> **MATERIAL FOR THIS TASK**
::::::

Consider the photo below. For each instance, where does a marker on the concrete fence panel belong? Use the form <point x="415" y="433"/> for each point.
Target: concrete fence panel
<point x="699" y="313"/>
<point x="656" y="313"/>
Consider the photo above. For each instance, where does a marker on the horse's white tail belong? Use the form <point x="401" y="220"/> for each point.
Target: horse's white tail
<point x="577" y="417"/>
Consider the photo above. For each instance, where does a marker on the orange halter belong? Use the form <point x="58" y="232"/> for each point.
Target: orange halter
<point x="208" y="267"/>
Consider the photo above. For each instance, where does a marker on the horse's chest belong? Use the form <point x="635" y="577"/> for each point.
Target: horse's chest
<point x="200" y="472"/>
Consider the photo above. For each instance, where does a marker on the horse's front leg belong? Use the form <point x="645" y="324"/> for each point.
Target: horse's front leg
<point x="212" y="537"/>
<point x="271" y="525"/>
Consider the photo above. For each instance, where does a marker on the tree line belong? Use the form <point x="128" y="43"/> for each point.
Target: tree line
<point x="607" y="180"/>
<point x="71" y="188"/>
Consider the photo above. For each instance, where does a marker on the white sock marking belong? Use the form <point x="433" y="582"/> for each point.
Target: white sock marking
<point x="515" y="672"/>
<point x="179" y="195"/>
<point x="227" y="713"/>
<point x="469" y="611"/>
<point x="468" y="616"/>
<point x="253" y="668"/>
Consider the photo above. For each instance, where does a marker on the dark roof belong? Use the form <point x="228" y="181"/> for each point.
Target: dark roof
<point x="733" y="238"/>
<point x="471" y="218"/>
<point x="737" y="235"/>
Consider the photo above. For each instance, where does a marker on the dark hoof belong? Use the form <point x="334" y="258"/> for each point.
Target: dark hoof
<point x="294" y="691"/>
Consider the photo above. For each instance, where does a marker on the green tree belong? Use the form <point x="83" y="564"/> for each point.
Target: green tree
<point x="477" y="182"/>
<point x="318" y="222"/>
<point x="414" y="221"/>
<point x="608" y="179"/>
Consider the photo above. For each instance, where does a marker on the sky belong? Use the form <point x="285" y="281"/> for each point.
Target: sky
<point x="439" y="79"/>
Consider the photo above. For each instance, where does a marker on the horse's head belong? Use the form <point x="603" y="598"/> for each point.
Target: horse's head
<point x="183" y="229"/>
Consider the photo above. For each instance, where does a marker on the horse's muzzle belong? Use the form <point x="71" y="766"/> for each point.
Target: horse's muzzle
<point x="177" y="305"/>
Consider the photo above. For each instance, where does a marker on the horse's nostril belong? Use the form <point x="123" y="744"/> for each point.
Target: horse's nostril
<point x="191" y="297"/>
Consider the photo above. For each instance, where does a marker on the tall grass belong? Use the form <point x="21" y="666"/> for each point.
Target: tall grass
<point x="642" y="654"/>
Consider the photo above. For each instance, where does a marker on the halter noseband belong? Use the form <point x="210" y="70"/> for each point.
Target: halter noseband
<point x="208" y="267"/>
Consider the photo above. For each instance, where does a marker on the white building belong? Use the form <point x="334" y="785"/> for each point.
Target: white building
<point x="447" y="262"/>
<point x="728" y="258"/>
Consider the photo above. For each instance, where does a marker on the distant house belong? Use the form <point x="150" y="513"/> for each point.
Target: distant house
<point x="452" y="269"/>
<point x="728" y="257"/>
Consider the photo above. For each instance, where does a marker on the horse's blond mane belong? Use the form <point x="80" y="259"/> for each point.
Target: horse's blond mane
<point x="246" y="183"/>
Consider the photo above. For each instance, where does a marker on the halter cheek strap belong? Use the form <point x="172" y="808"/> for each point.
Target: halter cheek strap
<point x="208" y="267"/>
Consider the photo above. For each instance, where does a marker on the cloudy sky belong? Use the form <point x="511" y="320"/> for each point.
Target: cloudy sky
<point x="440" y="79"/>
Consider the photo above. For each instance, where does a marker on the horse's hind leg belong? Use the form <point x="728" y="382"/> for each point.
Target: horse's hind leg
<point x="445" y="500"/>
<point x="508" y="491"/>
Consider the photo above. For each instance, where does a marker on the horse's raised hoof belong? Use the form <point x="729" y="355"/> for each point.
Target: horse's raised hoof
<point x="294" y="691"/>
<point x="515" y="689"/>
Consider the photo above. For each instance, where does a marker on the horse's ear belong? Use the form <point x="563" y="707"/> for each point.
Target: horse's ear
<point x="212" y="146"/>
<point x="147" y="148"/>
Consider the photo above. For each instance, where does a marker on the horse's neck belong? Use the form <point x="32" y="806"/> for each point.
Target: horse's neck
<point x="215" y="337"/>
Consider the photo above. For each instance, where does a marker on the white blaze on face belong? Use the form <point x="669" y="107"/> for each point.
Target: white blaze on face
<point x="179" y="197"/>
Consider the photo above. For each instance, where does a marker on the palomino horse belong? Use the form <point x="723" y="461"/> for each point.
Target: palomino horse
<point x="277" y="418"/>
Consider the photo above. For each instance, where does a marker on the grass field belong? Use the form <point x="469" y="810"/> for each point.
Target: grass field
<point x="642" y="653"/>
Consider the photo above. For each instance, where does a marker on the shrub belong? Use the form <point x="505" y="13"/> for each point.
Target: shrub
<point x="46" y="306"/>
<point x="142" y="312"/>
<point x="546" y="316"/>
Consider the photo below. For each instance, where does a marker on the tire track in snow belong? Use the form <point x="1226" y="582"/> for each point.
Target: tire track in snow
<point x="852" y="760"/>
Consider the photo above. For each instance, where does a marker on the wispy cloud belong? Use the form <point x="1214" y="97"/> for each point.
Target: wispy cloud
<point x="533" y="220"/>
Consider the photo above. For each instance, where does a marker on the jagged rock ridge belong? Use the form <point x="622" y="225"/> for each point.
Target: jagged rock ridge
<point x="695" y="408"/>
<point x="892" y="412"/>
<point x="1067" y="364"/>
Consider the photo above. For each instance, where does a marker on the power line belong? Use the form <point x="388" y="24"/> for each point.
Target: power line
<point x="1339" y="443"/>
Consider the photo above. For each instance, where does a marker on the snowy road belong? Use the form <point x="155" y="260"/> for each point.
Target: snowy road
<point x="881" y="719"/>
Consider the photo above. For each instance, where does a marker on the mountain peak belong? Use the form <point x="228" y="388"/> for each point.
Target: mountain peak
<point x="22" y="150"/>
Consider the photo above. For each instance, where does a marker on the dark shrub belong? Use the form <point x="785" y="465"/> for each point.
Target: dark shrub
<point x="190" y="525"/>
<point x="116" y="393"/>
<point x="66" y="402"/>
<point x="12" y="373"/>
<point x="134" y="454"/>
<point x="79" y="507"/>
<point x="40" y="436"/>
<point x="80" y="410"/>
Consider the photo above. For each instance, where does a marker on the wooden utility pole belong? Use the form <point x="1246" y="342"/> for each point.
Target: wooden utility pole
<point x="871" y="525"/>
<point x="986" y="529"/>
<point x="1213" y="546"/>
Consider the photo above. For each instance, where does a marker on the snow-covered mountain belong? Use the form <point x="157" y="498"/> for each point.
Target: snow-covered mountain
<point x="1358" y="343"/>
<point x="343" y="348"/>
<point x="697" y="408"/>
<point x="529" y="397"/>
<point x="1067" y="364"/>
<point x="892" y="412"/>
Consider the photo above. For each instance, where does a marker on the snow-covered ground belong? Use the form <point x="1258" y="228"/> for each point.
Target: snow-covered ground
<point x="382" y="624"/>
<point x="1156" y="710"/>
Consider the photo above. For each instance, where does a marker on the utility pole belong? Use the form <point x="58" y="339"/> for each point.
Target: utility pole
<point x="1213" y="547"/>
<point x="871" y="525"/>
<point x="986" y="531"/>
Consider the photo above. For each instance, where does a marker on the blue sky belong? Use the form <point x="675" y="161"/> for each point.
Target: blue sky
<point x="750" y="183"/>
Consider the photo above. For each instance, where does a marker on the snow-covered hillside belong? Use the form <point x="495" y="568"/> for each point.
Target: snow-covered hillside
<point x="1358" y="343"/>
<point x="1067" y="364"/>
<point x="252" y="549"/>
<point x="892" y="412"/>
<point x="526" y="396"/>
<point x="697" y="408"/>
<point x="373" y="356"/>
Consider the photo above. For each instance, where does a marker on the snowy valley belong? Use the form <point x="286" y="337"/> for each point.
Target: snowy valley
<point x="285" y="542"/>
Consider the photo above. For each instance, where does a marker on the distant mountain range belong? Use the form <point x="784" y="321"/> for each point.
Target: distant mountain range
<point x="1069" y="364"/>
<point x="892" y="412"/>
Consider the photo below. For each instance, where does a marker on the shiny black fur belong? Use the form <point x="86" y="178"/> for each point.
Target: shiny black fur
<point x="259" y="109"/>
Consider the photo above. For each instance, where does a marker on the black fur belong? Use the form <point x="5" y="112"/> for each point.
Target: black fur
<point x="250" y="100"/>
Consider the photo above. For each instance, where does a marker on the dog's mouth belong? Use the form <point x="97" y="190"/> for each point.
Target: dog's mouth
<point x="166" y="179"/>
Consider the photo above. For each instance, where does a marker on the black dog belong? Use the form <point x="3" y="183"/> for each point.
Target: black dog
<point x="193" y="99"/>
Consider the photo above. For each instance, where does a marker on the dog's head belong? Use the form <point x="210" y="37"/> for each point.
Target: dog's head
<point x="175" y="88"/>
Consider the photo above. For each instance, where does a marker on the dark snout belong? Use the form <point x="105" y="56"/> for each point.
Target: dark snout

::::::

> **TASK GOAL**
Everything from the line with "the snowy valley" through the last line of the material above should be echoed exactly, and nothing else.

> **ANSWER TO THE PROBLEM**
Consider the photo above. For each instance, where does a marker on the snowy valley belong? Use the form <point x="286" y="337"/> for each point.
Target: snowy valley
<point x="285" y="542"/>
Consider the photo above. For each instance, where does a marker on the distant mountain range belong? Use the form <point x="784" y="321"/> for each point.
Target: distant mountain range
<point x="1069" y="364"/>
<point x="892" y="412"/>
Consider the photo below. For each instance, where does a marker on the shiny black fur belong? Use the form <point x="86" y="178"/> for each point.
Target: shiny black fur
<point x="259" y="109"/>
Consider the photo above. For each instance, where does a marker on the black fur belong? Use the form <point x="5" y="112"/> for each point.
Target: black fur
<point x="250" y="100"/>
Consider the photo above. For each instance, where does a marker on the dog's mouth belong? Use the form <point x="97" y="190"/> for each point.
Target: dog's mouth
<point x="166" y="179"/>
Consider the photo above. For each instance, where does a marker on the black dog belong? Use the form <point x="3" y="183"/> for each point.
Target: black dog
<point x="193" y="99"/>
Consider the photo above. For each instance, where does a marker on the dog's head belong? Use the form <point x="210" y="37"/> for each point.
Target: dog's head
<point x="175" y="88"/>
Consider the photo above. For each instance, where does a marker on the dark snout belong? Use the form <point x="105" y="56"/> for each point.
Target: dark snout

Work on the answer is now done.